_Requirement 1_. Reproduce without alteration the lines of the listing below, from the line containing "Locate a point on each instance of the blue sock" through the final line of the listing, both ends inclusive.

_Text_.
Usage Guide for Bodee Labs Curing Bags with StePac Xtend® Technology
Product Overview and Intended Use
Bodee Labs Curing Bags utilize StePac Xtend® technology, an advanced modified atmosphere packaging (MAP) solution designed to regulate oxygen and moisture levels, ensuring optimal conditions for the long-term curing and storage of plant material (e.g., harvested flower).
Optimal Water Activity (aW) for Curing Cannabis
The single most important factor in achieving optimal bag performance and resulting quality for your flowers is the amount of water present in the flower when you seal it in the bags, known as water activity (aW).
The optimal target window for sealing into Xtend bags is aW 0.60–0.65
Read the SOP below to learn more about aW and how to achieve this target in your flowers.
Storage and Handling Guidelines
Store unopened bags according to the following specifications to maintain material integrity and performance:
| Requirement | Specification | Notes |
|---|---|---|
| Temperature | Room Temperature (60 - 77 °F / 15 - 25 °C) | Avoid extreme heat or cold. |
| Location | Dry, Protected | Keep out of direct sunlight and away from heat sources. |
| Humidity | Maintain 30% - 60% Relative Humidity (RH) | Storage in low humidity requires mandatory re-hydration before use (see below) |
CRITICAL WARNING: Preparation and Re-Hydration Requirement
Issue: Bags stored in a low-humidity environment (below 30% RH) for extended periods will become dry.

_Data supplied_.
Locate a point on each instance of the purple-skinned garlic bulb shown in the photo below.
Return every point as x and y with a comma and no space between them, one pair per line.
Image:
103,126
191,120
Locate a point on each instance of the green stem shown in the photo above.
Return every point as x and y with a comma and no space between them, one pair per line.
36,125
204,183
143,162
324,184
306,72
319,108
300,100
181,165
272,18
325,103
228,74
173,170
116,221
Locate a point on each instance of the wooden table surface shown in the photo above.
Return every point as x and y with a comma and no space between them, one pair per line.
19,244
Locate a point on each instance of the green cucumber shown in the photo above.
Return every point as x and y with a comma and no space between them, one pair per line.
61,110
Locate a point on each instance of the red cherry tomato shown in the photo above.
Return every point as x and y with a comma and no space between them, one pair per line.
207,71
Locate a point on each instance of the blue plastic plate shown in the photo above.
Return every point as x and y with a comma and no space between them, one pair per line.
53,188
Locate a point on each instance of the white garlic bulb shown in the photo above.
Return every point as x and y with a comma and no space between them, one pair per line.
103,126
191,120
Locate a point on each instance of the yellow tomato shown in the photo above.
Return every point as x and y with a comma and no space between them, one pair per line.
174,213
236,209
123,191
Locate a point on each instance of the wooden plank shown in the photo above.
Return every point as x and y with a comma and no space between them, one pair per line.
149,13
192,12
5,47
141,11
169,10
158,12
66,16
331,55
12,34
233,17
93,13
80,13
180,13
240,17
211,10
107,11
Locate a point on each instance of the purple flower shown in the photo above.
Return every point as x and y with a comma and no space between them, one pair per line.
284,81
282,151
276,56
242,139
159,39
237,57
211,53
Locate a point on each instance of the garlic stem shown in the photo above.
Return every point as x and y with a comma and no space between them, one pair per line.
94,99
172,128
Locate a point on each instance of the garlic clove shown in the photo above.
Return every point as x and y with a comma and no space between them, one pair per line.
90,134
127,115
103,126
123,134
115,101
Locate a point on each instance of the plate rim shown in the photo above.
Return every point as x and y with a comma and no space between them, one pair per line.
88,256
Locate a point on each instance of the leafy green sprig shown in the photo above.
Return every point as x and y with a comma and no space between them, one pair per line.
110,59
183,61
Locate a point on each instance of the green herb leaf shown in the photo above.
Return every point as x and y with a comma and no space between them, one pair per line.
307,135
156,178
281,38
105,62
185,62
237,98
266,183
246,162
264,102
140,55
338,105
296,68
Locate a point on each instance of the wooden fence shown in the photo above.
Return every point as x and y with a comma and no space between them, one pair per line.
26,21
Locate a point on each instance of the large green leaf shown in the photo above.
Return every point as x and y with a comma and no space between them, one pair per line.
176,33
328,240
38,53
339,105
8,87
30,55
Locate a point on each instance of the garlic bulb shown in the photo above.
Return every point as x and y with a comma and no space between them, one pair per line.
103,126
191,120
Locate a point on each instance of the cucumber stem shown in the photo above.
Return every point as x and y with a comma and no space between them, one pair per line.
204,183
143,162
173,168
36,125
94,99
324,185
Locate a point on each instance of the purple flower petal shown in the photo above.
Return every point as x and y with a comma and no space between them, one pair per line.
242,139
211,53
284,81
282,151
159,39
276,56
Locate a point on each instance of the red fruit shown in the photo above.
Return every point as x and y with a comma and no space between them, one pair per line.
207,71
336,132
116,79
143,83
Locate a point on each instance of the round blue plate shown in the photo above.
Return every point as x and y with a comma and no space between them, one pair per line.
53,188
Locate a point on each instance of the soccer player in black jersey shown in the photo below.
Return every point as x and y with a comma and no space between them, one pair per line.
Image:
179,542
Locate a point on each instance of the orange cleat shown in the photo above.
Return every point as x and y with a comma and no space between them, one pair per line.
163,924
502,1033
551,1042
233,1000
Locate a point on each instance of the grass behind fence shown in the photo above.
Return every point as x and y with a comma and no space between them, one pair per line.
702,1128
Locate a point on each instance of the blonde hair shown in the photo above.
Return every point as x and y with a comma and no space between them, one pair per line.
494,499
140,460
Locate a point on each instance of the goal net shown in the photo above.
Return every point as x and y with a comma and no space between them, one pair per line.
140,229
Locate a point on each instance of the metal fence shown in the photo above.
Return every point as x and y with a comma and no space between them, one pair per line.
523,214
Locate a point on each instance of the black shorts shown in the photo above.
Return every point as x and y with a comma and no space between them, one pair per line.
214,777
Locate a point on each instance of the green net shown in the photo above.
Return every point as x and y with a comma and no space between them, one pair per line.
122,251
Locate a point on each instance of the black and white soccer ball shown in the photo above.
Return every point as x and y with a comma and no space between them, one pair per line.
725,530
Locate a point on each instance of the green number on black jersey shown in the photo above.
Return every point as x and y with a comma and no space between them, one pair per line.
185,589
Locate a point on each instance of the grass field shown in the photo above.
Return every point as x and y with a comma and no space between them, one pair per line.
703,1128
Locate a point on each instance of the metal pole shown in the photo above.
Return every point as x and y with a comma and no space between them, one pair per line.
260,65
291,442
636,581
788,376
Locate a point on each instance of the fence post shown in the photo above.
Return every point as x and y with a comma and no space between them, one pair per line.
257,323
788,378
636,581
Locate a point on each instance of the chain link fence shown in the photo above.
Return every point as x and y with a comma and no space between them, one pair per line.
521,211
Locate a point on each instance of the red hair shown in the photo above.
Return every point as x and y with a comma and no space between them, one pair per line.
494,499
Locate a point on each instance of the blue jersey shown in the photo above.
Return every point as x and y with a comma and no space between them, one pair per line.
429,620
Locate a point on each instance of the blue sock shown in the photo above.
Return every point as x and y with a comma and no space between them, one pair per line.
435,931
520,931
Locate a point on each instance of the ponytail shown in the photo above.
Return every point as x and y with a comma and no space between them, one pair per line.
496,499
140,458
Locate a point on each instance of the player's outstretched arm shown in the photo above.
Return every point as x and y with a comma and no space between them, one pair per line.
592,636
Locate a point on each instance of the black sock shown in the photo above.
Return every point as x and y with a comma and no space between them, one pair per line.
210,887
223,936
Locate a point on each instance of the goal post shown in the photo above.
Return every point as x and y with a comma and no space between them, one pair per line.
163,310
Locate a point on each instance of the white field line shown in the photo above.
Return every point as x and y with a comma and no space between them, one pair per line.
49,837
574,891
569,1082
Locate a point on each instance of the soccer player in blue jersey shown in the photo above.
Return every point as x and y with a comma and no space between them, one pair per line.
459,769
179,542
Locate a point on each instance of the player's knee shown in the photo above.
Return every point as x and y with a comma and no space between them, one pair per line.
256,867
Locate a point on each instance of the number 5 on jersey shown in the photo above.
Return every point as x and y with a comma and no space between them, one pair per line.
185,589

_Requirement 2_. Write the next part of the usage guide for the curing bags, starting from the point at which it stops.

_Output 1_.
Locate a point on each instance of the blue sock shown in the photo above.
Return every point as x and y with a comma and no space between them, one pair per line.
435,931
520,931
Locate a point on each instance of the ponytail shown in the photo above.
Return every point as x and y with a comma and no space between them, one pair per line.
496,499
140,458
Locate a point on each instance of the player's outstretched arm shown in the photo above.
Return every point as x and y with a comma and no space between them, one pair per line.
592,636
Locate a point on each instance of the black sock shown in the photo above.
Return every point as x and y with a comma and no space between them, one pair per line.
210,887
223,936
Locate a point on each instance of the goal post shown in the photo above.
Return every point as x and y with a comma and no space between them, one pair per line.
163,310
Locate a point on each instance of the white field line shown in the photo above.
Return every point as x and y with a comma and no space between them, one pair per line.
49,837
574,891
569,1082
Locate a point on each instance of the soccer player in blue jersey shown in the photo above.
Return every point as x and y with a comma and no space between them, one pair per line.
459,769
179,542
Locate a point on each instance of the player's knee shown in the photo above.
Return every point as x and y with a comma and no space between them, one pair per line.
256,867
Locate a point on each instance of the number 5 on jersey shown in the photo above.
Return every point as x and y with a comma and no space between them, one pair per line.
185,589

_Output 2_.
Risk: Dry bags are prone to tearing or damage when being filled with material. Furthermore, dry material reduces the bags' intended curing performance.
Action: Bags must be re-hydrated prior to use to ensure material flexibility and optimal function.
Re-Hydration Procedure
Re-hydrate the bags by exposing them to a higher-humidity environment for the required duration:
| Re-Hydration Environment | Target RH | Suggested Duration | Notes |
|---|---|---|---|
| Standard Method | 30% - 60% RH | 8 hours or Overnight | This is the general guideline for safe re-hydration. |
| Curing/Drying Room | 55% - 60% RH | 4 - 8 hours | Ideal for rapid re-hydration. |
| Flower Room | >40% RH | Varies | Avoid direct light exposure during this process. |
| Quick Method | (Sealed Environment) | 4 - 6 hours | Place bags in a sealed tote or container containing, but not touching, a damp towel on a dish. |
Cannabis Post-Harvest Curing SOP
Optimizing the Post-Harvest Process
In the world of professional cannabis cultivation, the difference between "good" flower and a "top-shelf" harvest often comes down to the final step of the process: The Cure. By moving away from traditional "burping" and toward managed microclimates, you maximize terpene preservation and eliminate the labor-intensive variables that lead to product degradation.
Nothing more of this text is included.